Print the whole listing below line for line, with no changes.

- - -

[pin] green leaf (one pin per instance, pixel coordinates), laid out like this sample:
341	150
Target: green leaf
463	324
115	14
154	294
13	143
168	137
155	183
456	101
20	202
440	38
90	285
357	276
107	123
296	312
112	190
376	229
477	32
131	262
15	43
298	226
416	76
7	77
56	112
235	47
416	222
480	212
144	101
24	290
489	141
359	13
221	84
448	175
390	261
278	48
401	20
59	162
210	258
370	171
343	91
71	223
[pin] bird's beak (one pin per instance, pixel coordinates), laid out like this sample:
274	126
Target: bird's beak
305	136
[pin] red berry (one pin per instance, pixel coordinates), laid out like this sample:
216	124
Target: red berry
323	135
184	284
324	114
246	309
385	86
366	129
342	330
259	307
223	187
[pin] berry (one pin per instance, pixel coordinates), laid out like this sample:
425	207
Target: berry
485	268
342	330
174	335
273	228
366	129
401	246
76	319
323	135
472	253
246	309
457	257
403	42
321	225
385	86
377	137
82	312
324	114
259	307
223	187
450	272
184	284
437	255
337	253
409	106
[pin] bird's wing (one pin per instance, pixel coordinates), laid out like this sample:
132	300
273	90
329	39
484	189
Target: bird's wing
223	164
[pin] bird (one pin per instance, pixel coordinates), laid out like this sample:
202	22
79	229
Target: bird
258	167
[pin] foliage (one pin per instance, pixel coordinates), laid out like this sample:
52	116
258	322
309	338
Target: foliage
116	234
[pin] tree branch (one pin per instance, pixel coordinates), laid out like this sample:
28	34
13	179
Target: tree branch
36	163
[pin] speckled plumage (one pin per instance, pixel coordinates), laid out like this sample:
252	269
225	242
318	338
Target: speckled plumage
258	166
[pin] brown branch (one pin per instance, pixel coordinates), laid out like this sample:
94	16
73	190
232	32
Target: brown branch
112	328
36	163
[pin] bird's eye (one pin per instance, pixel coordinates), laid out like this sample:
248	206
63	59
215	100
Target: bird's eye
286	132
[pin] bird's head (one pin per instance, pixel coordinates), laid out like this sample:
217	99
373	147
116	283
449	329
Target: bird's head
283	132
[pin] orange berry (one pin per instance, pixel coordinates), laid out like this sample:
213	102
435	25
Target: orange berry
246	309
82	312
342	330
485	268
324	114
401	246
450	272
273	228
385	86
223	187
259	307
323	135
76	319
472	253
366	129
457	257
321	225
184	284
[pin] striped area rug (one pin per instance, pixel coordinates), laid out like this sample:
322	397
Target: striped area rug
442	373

- - -

- Task result -
[pin] green leaf (one pin per instance, pixel coordinates), laid out like this sample:
341	150
Target: green leaf
463	324
115	14
154	294
13	143
168	137
155	183
456	101
20	202
440	38
90	285
357	276
107	123
296	312
112	190
376	229
477	32
131	262
15	43
298	226
416	76
7	77
56	112
235	47
416	222
480	212
144	101
24	290
489	141
359	13
221	84
448	175
390	261
278	48
401	20
59	162
210	258
370	171
343	91
71	223
[pin] bird's beak (one pin per instance, pixel coordinates), laid out like this sample:
274	126
Target: bird's beak
305	136
[pin] red berry (one pin per instance, pixel coordinates), laid out like this sample:
216	124
Target: red berry
323	135
184	284
324	114
246	309
385	86
366	129
342	330
259	307
223	187
[pin] berry (one pin per instance, pixel coordinates), laid out like this sample:
425	207
Target: berry
485	268
342	330
174	335
273	228
366	129
401	246
76	319
323	135
472	253
246	309
457	257
403	42
321	225
385	86
377	137
82	312
324	114
259	307
223	187
450	272
184	284
437	255
337	253
409	106
[pin] bird's wing (one pin per instance, pixel coordinates), laid out like this sample:
132	300
273	90
329	39
484	189
Target: bird's wing
223	164
[pin] bird (one pin per instance, pixel coordinates), laid out like this sample:
202	22
79	229
Target: bird
258	167
[pin] foliage (one pin per instance, pixel coordinates), laid out like this sample:
52	116
258	322
309	338
Target: foliage
116	234
[pin] tree branch (one pin per instance, pixel coordinates), laid out like this sample:
28	34
13	179
Target: tree branch
36	163
[pin] speckled plumage (one pin per instance, pixel coordinates), laid out like this sample:
252	269
225	242
318	338
Target: speckled plumage
258	166
[pin] brown branch (one pin per instance, pixel coordinates), laid out like this sample:
94	16
73	190
232	32
Target: brown branch
112	328
36	163
[pin] bird's eye (one pin per instance, pixel coordinates), laid out like this sample:
248	206
63	59
215	100
Target: bird's eye
286	132
[pin] bird's head (one pin per instance, pixel coordinates), laid out like this sample:
217	99
373	147
116	283
449	329
Target: bird's head
283	132
[pin] orange berry (one pin per instance, pixel coordinates), laid out like this sample:
213	102
435	25
Target: orange berry
246	309
82	312
342	330
485	268
324	114
401	246
450	272
273	228
385	86
223	187
259	307
323	135
76	319
472	253
366	129
457	257
321	225
184	284
[pin] striped area rug (one pin per instance, pixel coordinates), laid out like this sample:
322	397
Target: striped area rug
442	373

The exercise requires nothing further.